» Aim
Copy out the records from the line that has "Accessibility service: describe the location of ceiling" through the line that has "364,9 -> 398,46", including the requests. Rescale each bounding-box coordinate in the answers by multiplying it by 1.85 and rounding to a whole number, with halves rounded up, and leave the numbers in the requests and their format sample unchanged.

──────── Material shown

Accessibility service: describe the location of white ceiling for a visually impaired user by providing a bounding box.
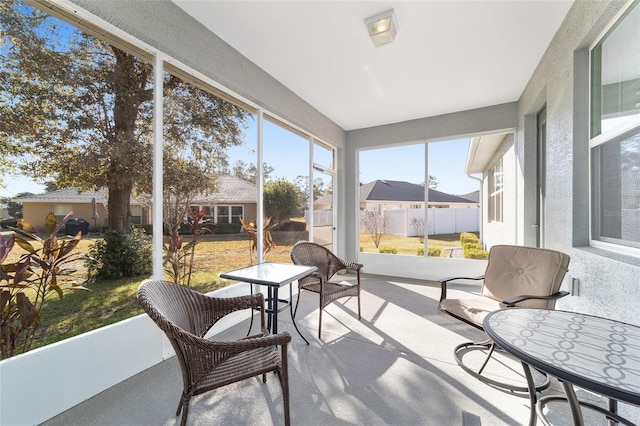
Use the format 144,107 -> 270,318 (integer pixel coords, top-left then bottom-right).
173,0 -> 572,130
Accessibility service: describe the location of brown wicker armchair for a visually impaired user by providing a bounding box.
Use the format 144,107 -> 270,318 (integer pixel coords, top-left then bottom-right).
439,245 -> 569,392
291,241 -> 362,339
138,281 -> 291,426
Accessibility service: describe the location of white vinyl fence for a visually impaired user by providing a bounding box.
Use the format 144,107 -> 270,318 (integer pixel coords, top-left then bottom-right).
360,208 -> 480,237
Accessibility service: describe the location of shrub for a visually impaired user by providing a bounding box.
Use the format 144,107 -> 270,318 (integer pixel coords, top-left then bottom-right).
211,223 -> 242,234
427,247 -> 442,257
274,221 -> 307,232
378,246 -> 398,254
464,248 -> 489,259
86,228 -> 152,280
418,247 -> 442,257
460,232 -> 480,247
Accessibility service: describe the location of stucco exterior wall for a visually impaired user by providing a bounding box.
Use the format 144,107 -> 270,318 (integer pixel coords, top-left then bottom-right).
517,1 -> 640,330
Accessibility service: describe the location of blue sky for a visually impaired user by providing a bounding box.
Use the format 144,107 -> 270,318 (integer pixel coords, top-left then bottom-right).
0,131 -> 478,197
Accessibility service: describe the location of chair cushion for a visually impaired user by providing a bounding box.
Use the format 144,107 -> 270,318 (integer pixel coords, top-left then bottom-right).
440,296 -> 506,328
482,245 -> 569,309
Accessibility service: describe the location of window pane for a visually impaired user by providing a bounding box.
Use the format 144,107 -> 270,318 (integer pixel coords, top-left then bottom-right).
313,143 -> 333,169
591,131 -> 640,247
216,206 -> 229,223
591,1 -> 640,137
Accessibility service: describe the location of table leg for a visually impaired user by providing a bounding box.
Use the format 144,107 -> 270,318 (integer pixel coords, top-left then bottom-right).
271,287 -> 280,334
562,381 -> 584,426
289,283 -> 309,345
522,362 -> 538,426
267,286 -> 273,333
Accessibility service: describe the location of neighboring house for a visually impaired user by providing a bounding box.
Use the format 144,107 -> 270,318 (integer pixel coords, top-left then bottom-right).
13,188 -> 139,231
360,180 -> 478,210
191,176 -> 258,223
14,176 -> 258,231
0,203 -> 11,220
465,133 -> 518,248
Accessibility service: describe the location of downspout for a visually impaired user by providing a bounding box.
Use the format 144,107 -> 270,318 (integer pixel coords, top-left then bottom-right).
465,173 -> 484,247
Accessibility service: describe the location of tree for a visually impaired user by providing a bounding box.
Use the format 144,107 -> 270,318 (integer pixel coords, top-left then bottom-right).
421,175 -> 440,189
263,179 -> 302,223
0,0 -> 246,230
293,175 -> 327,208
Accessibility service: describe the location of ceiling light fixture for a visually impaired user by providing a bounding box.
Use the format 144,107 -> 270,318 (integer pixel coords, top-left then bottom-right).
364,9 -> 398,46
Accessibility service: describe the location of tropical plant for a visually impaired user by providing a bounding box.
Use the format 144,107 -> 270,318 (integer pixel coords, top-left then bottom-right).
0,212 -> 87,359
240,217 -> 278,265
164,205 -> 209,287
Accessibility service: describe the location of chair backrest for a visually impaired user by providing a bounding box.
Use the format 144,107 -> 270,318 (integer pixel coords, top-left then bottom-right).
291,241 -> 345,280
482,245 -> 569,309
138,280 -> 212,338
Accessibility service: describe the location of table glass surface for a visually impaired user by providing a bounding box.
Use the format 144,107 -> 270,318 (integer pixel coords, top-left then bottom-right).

────────────────

» Exercise answer
Accessibility service: describe the location of ceiling light fixture for a visually impaired user by providing a bounding box.
Use the format 144,107 -> 270,318 (integer pixel coords, top-left then bottom-right).
673,17 -> 736,85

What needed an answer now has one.